* RECORDS SUPPLIED
-=-=-

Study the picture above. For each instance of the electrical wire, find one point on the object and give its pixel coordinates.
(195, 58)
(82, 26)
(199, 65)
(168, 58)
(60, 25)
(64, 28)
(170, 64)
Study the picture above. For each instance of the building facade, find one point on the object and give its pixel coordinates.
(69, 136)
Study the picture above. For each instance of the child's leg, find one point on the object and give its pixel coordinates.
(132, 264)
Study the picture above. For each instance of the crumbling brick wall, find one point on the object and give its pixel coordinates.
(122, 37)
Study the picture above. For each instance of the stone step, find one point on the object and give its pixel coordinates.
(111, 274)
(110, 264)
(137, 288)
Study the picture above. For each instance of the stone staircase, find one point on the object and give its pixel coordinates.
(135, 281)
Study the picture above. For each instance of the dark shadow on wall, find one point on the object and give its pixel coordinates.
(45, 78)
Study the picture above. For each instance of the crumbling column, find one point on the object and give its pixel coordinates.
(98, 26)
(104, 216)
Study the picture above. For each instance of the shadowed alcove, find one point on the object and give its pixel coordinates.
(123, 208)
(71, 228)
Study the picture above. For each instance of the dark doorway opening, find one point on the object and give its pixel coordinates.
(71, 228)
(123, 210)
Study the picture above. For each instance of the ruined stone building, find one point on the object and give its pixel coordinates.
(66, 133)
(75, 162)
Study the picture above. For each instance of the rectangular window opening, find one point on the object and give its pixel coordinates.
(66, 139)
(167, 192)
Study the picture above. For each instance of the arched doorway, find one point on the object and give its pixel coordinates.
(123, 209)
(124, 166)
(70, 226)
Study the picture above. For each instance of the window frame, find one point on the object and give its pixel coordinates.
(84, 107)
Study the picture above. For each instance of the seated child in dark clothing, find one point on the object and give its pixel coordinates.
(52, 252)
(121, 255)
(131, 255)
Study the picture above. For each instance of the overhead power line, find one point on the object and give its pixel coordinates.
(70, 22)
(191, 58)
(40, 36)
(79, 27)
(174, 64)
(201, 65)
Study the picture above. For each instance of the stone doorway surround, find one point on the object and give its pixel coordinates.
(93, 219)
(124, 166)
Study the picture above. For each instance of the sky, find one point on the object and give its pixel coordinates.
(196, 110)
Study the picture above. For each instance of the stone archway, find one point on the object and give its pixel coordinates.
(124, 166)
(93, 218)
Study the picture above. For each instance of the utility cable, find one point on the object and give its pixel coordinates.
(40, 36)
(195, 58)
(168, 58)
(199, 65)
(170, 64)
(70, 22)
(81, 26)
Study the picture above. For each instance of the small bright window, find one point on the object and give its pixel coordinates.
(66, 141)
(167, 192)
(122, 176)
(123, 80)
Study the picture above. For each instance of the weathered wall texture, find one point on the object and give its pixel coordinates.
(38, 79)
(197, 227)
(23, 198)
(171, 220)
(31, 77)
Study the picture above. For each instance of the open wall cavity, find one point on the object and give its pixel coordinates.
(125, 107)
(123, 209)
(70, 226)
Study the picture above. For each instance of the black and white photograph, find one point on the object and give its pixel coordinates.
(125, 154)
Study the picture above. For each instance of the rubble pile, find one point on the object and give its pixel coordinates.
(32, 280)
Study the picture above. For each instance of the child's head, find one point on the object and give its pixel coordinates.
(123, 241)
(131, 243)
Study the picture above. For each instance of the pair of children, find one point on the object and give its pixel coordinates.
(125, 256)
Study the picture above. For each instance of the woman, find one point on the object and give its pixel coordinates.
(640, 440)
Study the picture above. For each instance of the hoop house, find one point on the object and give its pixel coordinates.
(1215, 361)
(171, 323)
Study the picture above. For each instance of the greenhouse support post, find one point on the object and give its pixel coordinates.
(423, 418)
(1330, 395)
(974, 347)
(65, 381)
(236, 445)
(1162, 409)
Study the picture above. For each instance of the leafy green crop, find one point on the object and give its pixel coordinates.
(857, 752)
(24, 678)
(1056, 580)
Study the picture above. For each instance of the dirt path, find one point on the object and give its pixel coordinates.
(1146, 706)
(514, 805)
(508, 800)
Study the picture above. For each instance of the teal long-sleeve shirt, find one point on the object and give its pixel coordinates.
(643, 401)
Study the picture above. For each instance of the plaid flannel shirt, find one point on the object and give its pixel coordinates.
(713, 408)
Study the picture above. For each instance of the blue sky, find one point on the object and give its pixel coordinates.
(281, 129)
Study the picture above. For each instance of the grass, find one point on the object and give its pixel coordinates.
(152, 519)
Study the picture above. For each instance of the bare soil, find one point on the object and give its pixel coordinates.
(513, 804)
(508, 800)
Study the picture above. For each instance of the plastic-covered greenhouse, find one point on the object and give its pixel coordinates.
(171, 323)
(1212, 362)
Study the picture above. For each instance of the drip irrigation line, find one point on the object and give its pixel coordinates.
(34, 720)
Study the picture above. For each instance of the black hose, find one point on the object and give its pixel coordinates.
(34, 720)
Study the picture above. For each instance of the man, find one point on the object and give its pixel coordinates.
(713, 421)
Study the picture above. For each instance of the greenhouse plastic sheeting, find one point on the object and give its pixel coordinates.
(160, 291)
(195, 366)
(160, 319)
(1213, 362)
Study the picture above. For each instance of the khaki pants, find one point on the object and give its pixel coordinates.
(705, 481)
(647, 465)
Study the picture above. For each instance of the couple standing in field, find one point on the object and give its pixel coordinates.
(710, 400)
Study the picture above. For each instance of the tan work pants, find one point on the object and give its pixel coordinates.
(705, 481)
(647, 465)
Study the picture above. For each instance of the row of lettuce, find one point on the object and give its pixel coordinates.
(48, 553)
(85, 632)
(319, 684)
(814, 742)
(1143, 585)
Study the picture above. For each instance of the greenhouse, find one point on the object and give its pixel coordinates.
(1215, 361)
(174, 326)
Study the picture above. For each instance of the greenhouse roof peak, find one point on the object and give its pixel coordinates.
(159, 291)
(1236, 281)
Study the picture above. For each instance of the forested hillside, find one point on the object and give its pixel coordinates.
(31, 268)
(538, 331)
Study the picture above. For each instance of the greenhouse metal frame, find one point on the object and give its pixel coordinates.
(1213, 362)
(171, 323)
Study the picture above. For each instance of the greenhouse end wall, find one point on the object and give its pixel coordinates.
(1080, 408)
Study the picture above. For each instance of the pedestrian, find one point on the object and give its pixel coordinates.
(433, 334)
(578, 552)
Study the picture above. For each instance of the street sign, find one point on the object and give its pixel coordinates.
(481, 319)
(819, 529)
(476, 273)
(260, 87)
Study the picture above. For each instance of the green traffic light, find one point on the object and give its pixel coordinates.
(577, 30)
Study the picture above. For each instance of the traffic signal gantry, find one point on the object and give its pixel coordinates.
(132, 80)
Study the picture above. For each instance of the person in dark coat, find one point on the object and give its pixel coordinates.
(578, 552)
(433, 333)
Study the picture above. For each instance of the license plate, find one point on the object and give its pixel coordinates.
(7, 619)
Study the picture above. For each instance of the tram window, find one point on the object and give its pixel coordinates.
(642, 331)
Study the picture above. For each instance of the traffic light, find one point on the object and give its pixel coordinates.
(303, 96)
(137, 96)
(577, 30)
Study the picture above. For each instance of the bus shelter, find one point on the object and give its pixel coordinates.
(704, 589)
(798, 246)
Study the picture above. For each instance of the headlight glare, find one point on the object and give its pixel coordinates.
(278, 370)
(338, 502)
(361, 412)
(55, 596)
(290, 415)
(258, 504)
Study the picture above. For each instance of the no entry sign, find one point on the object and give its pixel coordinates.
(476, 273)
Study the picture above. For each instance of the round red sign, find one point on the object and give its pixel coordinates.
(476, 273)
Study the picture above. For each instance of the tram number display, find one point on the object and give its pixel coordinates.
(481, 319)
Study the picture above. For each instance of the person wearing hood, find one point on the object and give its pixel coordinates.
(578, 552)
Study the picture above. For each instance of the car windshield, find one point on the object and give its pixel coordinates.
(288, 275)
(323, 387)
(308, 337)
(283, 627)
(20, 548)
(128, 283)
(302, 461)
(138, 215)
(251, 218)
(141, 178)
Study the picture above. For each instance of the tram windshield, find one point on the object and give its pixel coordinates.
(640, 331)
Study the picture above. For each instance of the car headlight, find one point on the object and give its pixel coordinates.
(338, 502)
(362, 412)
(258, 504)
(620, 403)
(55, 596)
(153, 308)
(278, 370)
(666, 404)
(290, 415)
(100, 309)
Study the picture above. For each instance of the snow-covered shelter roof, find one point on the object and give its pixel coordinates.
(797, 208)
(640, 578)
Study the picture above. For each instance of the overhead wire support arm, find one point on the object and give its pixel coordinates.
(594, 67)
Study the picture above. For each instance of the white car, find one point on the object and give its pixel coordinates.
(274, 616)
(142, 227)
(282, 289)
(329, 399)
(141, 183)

-=-=-

Give every line of the material as a JSON list of strings, one string per line and no blank lines, starting at the line containing "tram windshield, find" and running down to the end of the material.

* WRITTEN ANSWER
[
  "Study the picture above. For each instance of the tram windshield, find one point on the object and give its pixel coordinates.",
  "(640, 331)",
  "Study the picture above. For each instance of the car headlight, find one point on the object and give its pixel coordinates.",
  "(338, 502)",
  "(362, 412)",
  "(258, 504)",
  "(620, 403)",
  "(55, 596)",
  "(153, 308)",
  "(278, 370)",
  "(666, 404)",
  "(290, 415)",
  "(100, 309)",
  "Study the picture above. For each instance of the snow-covered shelter roof, find one point on the object and give its pixel coordinates.",
  "(797, 208)",
  "(640, 578)",
  "Study the picture above. For each instance of the overhead wire support arm, find one point on the object and give its pixel coordinates.",
  "(594, 67)",
  "Study the picture above. For each instance of the white car, find one point on the object and give its pixel coordinates.",
  "(274, 616)",
  "(142, 227)",
  "(282, 289)",
  "(329, 399)",
  "(141, 183)"
]